**JOB**
Extract every line of the records below verbatim, leaving out the picture markers.
___ ROWS
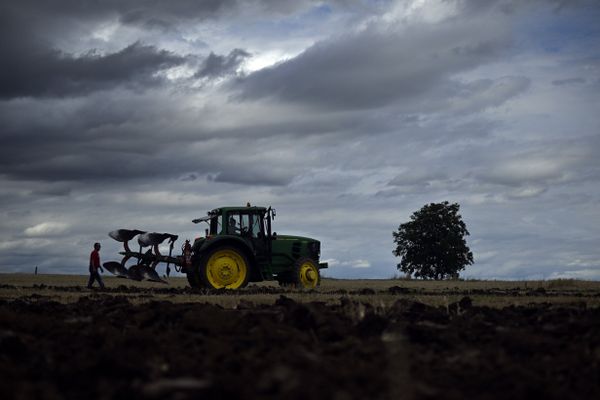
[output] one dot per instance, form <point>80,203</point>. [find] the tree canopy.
<point>432,244</point>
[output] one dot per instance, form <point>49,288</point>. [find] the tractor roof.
<point>237,209</point>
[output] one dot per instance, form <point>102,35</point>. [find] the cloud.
<point>377,67</point>
<point>216,66</point>
<point>52,73</point>
<point>568,81</point>
<point>46,229</point>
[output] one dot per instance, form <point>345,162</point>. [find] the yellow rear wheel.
<point>225,267</point>
<point>307,273</point>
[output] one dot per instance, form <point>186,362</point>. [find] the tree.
<point>432,244</point>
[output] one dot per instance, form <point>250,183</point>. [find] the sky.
<point>346,116</point>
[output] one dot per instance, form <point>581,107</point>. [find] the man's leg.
<point>99,280</point>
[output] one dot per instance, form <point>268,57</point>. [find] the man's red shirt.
<point>95,259</point>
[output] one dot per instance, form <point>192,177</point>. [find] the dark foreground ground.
<point>105,347</point>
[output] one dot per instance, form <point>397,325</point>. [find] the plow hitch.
<point>146,261</point>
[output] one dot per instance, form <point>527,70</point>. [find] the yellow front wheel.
<point>224,267</point>
<point>307,273</point>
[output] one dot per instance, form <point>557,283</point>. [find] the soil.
<point>103,346</point>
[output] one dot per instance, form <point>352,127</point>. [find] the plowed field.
<point>138,343</point>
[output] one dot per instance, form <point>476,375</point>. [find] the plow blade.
<point>116,268</point>
<point>140,272</point>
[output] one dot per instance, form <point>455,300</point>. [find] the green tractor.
<point>238,247</point>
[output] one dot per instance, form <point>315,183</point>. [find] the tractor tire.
<point>305,274</point>
<point>224,267</point>
<point>194,280</point>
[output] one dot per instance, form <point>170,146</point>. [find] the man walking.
<point>95,266</point>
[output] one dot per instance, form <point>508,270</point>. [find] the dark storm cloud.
<point>569,81</point>
<point>216,66</point>
<point>371,69</point>
<point>53,73</point>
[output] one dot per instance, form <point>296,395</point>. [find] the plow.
<point>146,261</point>
<point>238,247</point>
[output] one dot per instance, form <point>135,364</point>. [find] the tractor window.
<point>215,225</point>
<point>233,224</point>
<point>245,225</point>
<point>257,229</point>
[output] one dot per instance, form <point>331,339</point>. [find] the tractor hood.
<point>296,238</point>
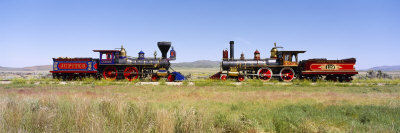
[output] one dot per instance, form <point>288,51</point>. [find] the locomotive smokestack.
<point>164,47</point>
<point>232,49</point>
______
**TASK SOLUTION**
[output] one dot per instance, form <point>80,203</point>. [find] the tree canopy.
<point>432,244</point>
[output] one dot per instance, form <point>49,288</point>. [find] the tractor roof.
<point>237,209</point>
[output] one dot per instance, form <point>102,35</point>. [find] the cloud.
<point>377,67</point>
<point>216,66</point>
<point>52,73</point>
<point>568,81</point>
<point>46,229</point>
[output] one dot per instance, form <point>345,162</point>. [find] the yellow rear wheel.
<point>225,267</point>
<point>307,273</point>
[output] one dot per instance, form <point>186,362</point>. [find] the tree.
<point>432,244</point>
[output] one dot per instance, form <point>250,183</point>. [find] the sky.
<point>346,116</point>
[output] one dot per instance, form <point>581,107</point>. [find] the man's leg.
<point>99,280</point>
[output] one dot per instance, form <point>268,57</point>. [find] the man's red shirt.
<point>95,259</point>
[output] one dot per instance, form <point>192,177</point>. [find] the dark foreground ground.
<point>105,347</point>
[output] one dot per instance, form <point>397,325</point>. [find] the plow hitch.
<point>146,261</point>
[output] one dot per instance, form <point>527,70</point>. [find] the yellow front wheel.
<point>224,267</point>
<point>307,273</point>
[output] one dot per instance, form <point>557,283</point>. [find] the soil.
<point>103,346</point>
[output] one dot per instance, form <point>352,127</point>. [find] the plowed field.
<point>138,343</point>
[output] one dot per instance, form <point>476,375</point>. [find] the plow blade.
<point>116,268</point>
<point>140,272</point>
[output] one dot per instance, form <point>455,300</point>. [find] the green tractor.
<point>238,247</point>
[output] one dot per instance, form <point>315,183</point>. [find] the tractor tire.
<point>305,274</point>
<point>224,267</point>
<point>194,280</point>
[output] one dot per instance, form <point>170,146</point>. [find] the man walking.
<point>95,266</point>
[output] one dot per instance, form <point>508,270</point>. [find] the dark storm cloud.
<point>569,81</point>
<point>216,66</point>
<point>371,69</point>
<point>53,73</point>
[output] one dot per instance, form <point>296,395</point>. [find] the plow.
<point>146,261</point>
<point>238,247</point>
[output] one dot per instance, form <point>135,364</point>. [find] the tractor window.
<point>215,225</point>
<point>233,224</point>
<point>245,225</point>
<point>257,229</point>
[output] one dot per instance, form <point>331,339</point>. [find] the tractor hood.
<point>296,238</point>
[output] one dot per instance, form <point>288,51</point>. [find] the locomotive smokestack.
<point>164,47</point>
<point>232,49</point>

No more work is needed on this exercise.